◆ STUDY TEXT:

■ ■ ■ ■ ■

Julia McQuade is a fifth-year student in the Clinical Training Program who will be defending her thesis in May. Her work with Professors Dianna Murray-Close and Betsy Hoza focuses on understanding the cognitive risk and protective factors of emotional and social adjustment for children with ADHD. Often, her research approaches these questions from a developmental psychopathology perspective and examines if risks for children with ADHD are deviations from typical development or are unique to this population. She will be completing her pre-doctoral internship at Massachusetts General Hospital/ Harvard Medical School beginning in July, 2011.
Rex Forehand Ph.D., University Distinguished Professor, Ansbacher Professor of Psychology, and Director of Clinical Training included these comments in his letter of nomination:
"I am writing to highly recommend Ms. Julia McQuade to you for the Graduate Teaching Assistant of the Year Award. I cannot think of a graduate student who has contributed more to the overall teaching mission of the Psychology Department during my eight years on faculty at the University of Vermont! Julia is a highly skilled, motivated, and caring individual. All of these characteristics are apparent in her teaching activities in multiple venues and make her a very deserving candidate for GTA of the Year Award..."
Dr. Timothy Stickle, the instructor of record in Statistics, wrote "Julia was an outstanding TA for the first-year graduate statistics course. This course is the most challenging taken in graduate school by many students. Julia was scrupulously prepared and delivered the material and feedback on their work to students with consummate professionalism. Students were effusive in their praise for Julia's clarity, dedication, preparation, and organization. The calmness and grace with which she dealt with a large and anxious group is noteworthy."
Dr. Kathleen Kennedy, the instructor of record in Adult Assessment, wrote "Julia was an amazing TA. She was proactive in her planning and really helped me (as a first time instructor for the course) to anticipate what the students' needs were. Julia had high (appropriate) expectations of the students in the class and provided them with very clear instruction. To her credit, when there was some dissatisfaction in the class about something I had not provided to the students, Julia tactfully approached me about it."
Dr. Betsy Hoza, the instructor of record for Child and Adolescent Psychological Assessment, wrote "Julia did an outstanding job teaching complex assessment instruments to graduate student psychologists-in-training. This required teaching the 'nuts and bolts' of how to administer and score each measure, supervising the actual practice assessments while they were occurring, as well as giving feedback on administrations afterward."
Amy Paysnick is a second-year student, also in the Clinical Training Program. Currently Amy is working with Professor Keith Burt in the Risk and Resilience Laboratory, studying risk and protective factors for individuals who experience high levels of stress in childhood and adolescence. Her current work investigates how factors such as coping and competence can influence the associations between stressful life events and internalizing symptoms, as well as examining how physiological reactivity to stress is involved in these associations.

■ ■ ■ ■ ■

◆ WORK ORDER A: Transcribe the stretch of the award text from "Amy Paysnick is" through "in these associations.".
◆ WORK ORDER B: Pick up the text about the teaching assistant award at the point where it stops, and continue writing it.
The entries that follow were drawn from a different source and have no connection to the text about the teaching assistant award.

■ ■ ■ ■ ■

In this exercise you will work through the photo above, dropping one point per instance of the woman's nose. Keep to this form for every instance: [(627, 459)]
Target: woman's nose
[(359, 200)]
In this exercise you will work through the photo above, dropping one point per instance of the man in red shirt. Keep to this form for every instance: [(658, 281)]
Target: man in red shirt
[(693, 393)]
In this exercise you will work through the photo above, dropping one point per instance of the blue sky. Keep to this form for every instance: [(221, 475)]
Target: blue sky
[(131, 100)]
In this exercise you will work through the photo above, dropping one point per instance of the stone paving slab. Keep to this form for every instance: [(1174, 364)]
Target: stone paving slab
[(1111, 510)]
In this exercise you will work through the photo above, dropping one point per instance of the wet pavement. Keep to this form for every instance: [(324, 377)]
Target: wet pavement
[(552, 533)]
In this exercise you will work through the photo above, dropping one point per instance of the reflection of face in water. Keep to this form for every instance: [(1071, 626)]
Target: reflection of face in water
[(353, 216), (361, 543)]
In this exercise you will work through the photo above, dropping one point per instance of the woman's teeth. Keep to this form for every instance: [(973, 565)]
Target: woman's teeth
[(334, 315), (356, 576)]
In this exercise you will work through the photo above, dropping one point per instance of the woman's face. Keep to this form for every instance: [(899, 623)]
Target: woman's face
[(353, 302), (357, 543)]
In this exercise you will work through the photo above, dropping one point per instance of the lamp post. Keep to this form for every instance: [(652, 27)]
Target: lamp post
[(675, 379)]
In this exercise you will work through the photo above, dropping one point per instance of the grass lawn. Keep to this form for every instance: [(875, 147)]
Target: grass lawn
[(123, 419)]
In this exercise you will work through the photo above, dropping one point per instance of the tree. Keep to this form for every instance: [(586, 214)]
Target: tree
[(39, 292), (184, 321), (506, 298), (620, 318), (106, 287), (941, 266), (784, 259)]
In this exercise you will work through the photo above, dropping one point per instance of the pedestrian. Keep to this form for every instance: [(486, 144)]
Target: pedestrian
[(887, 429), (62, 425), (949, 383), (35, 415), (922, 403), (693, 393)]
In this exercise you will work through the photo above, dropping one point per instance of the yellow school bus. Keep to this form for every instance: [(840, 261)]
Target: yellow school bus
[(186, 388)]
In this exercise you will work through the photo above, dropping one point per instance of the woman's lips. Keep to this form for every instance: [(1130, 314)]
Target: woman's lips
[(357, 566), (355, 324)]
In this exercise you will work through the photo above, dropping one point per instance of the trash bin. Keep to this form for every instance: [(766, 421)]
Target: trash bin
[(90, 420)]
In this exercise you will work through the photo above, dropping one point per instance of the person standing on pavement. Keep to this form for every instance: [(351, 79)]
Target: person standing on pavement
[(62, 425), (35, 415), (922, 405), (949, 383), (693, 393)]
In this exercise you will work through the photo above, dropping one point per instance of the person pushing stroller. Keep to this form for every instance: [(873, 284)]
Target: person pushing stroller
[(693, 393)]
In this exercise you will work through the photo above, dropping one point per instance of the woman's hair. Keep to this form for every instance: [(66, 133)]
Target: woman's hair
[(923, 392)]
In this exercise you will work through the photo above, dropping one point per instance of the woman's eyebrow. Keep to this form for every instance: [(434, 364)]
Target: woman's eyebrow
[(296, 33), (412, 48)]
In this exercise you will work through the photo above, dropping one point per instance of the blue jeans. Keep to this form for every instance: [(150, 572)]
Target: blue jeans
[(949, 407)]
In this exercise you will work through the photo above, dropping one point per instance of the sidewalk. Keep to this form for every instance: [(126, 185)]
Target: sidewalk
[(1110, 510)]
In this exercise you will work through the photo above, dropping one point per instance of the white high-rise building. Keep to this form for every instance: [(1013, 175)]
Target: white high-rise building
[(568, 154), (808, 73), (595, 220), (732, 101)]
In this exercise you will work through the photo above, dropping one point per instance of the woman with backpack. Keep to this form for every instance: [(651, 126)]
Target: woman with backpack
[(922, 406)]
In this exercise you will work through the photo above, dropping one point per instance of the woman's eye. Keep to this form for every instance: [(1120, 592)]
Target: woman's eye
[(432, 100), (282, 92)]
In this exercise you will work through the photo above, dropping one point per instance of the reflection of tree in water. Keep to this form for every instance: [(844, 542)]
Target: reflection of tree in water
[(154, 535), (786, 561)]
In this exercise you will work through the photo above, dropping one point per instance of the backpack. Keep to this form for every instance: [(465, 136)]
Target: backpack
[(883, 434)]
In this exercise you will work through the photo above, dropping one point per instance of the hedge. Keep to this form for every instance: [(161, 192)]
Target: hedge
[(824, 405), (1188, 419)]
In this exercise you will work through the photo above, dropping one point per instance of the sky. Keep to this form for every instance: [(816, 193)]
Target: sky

■ ■ ■ ■ ■

◆ EXERCISE OUTPUT A:
Amy Paysnick is a second-year student, also in the Clinical Training Program. Currently Amy is working with Professor Keith Burt in the Risk and Resilience Laboratory, studying risk and protective factors for individuals who experience high levels of stress in childhood and adolescence. Her current work investigates how factors such as coping and competence can influence the associations between stressful life events and internalizing symptoms, as well as examining how physiological reactivity to stress is involved in these associations.

◆ EXERCISE OUTPUT B:
Larry Rudiger, Ph.D., Lecturer in the Department of Psychology included these comments in his letter of nomination:
"I am delighted to tell you about Amy and her outstanding work supporting UVM's undergraduate teaching mission. We have been colleagues since before we met. Amy agreed to work as a Teaching Assistant for our online version of PSYC 001 during the summer before she officially entered our PhD program. She was the first student to serve in this role in quite this way (her predecessors had all been familiar to me from their prior work on other courses). It is a challenging assignment as the entire course is taught online during a compressed 5-week session."
"Amy's responded to nearly 2500 messages from students since arriving (and yes, I checked: that's a real number, not a ball-park estimate). In addition, though, is the quality of her responses that impresses me so much. As before, she composes e-mail in a way that is helpful, calm, even-tempered, and thoughtful. When replying, students often make a point of thanking her personally. I think that they realize she's carefully reading their messages and answering in a tailored way to give them confidence and support their learning. Amy also brings this capacity for close reading to the critical task of editing documents and exams. It is a tremendous luxury to have her doing this work, as it ends up saving everybody an enormous amount of time."
"In the Spring, 2010 semester, Amy led class. Her unique contributions were apt and effective. The questions she posed to students kept them involved and led to productive discussion. In short, she can work a room, but she does so with a unique and effective presentational style to teach and lead student's active engagement with the material."
"In addition to supporting students taking PSYC 001, Amy was an outstanding leader for the Undergraduate Teaching Fellows who support the course by reviewing writing assignments and assisting in the classroom."
"Without a doubt, we are having the best year in the ten or so I've been involved with PSYC 001. As we focused on current student's needs during the recent Fall semester, we also were able to plan for the future and are now implementing the most significant set of refinements and enhancements in my years of managing the whole endeavor."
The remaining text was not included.